> **What the task requires**
In the lemma on algebraic stacks, retype everything from "Lemma 100.11.5. Let" down to "of algebraic stacks." without altering a single character.

**** Page excerpt

Lemma 100.11.5. Let $\mathcal{Z}$ be an algebraic stack. Assume $\mathcal{Z}$ satisfies the equivalent conditions of Lemma 100.11.2. Then there exists a unique strictly full subcategory $\mathcal{Z}' \subset \mathcal{Z}$ such that $\mathcal{Z}'$ is an algebraic stack which satisfies the equivalent conditions of Lemma 100.11.3. The inclusion morphism $\mathcal{Z}' \to \mathcal{Z}$ is a monomorphism of algebraic stacks.

********
**** Record set

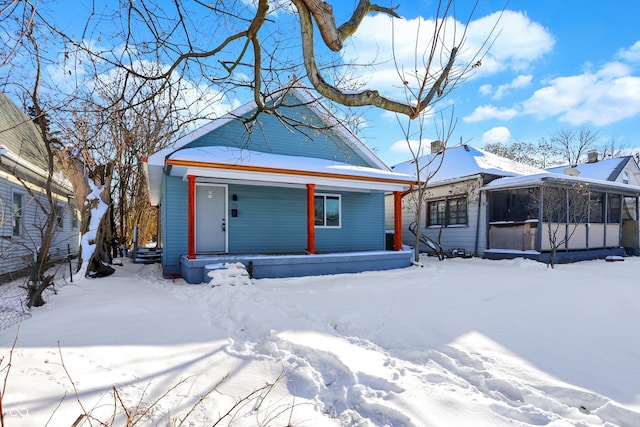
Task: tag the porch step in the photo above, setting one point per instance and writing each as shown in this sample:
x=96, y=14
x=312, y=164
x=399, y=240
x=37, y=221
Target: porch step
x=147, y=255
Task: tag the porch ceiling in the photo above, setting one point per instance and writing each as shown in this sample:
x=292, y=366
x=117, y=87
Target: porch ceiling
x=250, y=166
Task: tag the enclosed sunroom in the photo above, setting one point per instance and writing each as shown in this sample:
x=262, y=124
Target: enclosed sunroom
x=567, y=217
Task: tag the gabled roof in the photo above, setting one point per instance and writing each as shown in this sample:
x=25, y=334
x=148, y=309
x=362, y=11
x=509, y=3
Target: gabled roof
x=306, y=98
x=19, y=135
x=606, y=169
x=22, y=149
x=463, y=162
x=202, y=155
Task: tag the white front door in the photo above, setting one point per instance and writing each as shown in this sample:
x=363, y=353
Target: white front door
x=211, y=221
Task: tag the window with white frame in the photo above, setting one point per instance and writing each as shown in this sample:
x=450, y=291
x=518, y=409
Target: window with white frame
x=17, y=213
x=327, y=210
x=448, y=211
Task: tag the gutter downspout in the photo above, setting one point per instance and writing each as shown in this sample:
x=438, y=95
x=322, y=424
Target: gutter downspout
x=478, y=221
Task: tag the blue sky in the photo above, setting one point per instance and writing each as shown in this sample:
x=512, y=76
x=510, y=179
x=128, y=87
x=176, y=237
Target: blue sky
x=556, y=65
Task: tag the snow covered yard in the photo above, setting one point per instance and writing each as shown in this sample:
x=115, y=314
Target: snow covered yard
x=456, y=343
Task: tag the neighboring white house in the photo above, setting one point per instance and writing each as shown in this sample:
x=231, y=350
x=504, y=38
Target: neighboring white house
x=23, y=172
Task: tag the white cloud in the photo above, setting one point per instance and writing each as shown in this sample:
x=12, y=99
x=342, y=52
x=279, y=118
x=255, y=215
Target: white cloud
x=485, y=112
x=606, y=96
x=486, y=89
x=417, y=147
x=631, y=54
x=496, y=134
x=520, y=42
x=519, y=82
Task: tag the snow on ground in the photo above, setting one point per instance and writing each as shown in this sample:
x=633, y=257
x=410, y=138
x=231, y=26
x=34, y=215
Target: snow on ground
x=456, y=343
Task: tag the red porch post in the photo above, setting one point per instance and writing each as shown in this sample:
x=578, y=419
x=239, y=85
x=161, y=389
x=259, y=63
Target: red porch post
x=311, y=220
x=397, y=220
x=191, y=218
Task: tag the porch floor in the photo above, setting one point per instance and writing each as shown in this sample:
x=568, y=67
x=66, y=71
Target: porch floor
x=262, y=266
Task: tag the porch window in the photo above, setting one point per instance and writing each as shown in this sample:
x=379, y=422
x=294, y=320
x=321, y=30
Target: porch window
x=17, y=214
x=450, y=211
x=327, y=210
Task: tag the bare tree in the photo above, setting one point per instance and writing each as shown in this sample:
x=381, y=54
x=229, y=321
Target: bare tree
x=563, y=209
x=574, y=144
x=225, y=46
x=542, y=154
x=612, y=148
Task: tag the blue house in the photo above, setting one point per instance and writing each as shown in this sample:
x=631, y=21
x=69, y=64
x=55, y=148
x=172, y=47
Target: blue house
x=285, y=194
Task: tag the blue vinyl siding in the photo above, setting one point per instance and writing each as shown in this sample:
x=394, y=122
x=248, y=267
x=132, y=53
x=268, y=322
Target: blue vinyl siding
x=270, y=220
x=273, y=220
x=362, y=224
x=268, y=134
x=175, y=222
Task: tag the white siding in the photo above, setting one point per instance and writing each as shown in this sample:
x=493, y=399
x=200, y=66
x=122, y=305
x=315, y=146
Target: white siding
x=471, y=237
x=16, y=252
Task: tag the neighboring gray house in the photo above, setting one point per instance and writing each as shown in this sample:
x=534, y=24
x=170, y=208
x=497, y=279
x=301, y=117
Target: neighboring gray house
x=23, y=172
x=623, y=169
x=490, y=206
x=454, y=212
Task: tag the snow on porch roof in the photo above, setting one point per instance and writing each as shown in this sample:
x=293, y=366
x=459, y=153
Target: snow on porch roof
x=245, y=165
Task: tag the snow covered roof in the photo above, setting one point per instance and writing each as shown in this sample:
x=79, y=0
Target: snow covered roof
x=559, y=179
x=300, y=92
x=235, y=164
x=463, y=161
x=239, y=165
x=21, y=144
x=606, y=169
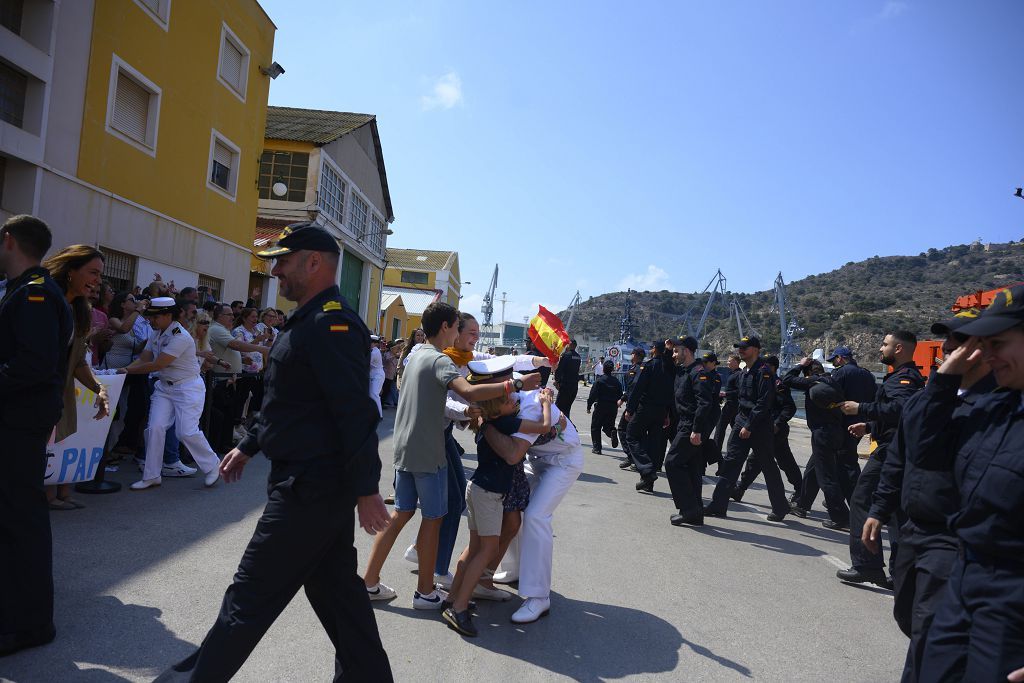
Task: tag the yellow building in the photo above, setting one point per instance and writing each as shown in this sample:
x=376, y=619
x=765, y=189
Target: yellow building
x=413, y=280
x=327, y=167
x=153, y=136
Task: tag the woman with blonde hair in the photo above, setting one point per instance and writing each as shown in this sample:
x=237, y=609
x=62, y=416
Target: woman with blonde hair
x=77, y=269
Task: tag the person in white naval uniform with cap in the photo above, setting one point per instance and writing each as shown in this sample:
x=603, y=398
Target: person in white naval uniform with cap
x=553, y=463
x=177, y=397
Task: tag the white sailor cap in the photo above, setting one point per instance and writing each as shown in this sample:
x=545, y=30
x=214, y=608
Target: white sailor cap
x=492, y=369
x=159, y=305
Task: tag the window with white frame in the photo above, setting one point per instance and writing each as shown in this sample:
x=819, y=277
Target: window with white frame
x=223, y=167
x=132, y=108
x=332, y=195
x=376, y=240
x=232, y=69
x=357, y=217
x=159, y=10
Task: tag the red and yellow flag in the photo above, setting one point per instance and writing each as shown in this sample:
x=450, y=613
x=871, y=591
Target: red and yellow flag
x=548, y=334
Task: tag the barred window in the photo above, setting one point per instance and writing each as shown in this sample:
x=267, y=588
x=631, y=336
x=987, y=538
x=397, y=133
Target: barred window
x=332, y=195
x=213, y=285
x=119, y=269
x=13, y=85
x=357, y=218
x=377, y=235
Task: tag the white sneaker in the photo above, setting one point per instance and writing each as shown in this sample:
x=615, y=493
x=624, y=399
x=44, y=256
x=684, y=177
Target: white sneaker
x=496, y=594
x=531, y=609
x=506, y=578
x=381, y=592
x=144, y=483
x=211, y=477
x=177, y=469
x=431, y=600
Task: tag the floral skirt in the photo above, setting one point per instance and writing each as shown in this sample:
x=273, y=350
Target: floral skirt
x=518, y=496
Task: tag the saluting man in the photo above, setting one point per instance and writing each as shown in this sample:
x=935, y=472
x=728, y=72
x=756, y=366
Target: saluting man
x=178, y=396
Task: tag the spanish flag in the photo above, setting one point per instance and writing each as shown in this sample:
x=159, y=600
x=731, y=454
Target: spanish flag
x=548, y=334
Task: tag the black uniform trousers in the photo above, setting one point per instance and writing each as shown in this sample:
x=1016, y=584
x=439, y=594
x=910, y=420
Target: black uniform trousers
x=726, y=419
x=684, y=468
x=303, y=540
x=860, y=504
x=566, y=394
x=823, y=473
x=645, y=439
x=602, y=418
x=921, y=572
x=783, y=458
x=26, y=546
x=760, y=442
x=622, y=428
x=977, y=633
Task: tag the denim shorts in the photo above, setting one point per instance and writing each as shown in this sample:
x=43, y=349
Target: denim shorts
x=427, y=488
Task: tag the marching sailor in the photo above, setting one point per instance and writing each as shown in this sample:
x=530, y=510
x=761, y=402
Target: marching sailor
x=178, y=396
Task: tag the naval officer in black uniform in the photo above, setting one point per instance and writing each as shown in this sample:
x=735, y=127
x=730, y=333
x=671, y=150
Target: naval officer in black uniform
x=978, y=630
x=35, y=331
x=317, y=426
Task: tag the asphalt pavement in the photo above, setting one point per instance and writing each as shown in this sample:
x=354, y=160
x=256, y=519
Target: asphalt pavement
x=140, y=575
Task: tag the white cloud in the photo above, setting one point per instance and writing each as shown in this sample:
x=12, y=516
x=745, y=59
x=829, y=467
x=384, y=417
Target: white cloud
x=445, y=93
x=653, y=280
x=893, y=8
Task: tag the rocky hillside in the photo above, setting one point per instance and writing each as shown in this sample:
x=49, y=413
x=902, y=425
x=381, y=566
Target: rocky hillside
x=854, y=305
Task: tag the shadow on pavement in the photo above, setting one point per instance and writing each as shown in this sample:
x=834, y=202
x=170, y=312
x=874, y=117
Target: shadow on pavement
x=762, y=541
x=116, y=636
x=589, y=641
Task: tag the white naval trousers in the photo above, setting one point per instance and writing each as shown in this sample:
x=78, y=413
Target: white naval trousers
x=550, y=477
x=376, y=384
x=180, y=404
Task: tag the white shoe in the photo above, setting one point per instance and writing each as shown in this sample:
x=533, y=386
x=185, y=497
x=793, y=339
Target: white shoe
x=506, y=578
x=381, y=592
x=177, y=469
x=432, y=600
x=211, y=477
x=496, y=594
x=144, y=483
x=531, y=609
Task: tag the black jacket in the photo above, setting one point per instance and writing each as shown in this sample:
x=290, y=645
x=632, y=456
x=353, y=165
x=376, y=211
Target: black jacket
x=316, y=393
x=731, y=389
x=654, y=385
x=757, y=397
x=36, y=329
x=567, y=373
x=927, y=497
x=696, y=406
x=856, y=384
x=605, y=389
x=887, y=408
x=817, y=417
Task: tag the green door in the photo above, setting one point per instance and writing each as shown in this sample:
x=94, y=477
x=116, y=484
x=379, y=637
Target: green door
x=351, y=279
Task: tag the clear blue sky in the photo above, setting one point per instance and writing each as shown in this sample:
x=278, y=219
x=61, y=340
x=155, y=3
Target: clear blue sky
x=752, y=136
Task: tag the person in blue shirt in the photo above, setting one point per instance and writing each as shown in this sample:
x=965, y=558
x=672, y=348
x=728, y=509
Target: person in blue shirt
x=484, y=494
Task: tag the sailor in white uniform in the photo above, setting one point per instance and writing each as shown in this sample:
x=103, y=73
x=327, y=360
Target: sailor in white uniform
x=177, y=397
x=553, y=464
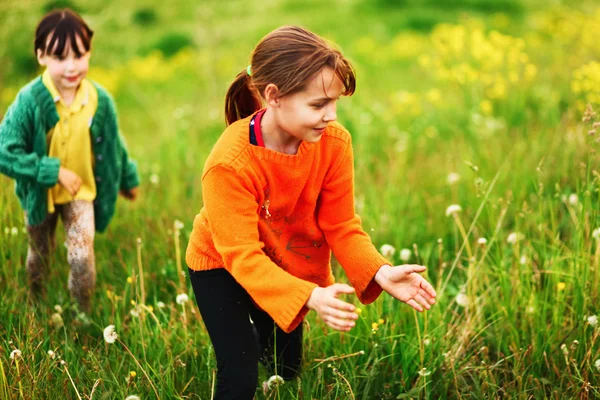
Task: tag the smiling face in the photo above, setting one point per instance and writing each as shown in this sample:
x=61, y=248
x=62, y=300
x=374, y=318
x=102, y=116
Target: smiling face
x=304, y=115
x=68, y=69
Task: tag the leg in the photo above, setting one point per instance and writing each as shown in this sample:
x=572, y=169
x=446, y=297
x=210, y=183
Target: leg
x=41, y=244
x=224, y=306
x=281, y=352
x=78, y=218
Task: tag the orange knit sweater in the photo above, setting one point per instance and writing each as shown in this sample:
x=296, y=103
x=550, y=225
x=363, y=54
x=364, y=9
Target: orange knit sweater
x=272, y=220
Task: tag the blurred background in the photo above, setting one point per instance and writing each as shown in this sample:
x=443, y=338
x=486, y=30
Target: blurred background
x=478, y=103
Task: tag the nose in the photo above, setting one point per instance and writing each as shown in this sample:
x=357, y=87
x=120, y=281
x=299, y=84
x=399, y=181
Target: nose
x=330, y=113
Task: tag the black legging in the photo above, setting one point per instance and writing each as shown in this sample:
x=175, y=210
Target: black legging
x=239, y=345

********

> **The answer**
Lemma 100.11.5. Let $\mathcal{Z}$ be an algebraic stack. Assume $\mathcal{Z}$ satisfies the equivalent conditions of Lemma 100.11.2. Then there exists a unique strictly full subcategory $\mathcal{Z}' \subset \mathcal{Z}$ such that $\mathcal{Z}'$ is an algebraic stack which satisfies the equivalent conditions of Lemma 100.11.3. The inclusion morphism $\mathcal{Z}' \to \mathcal{Z}$ is a monomorphism of algebraic stacks.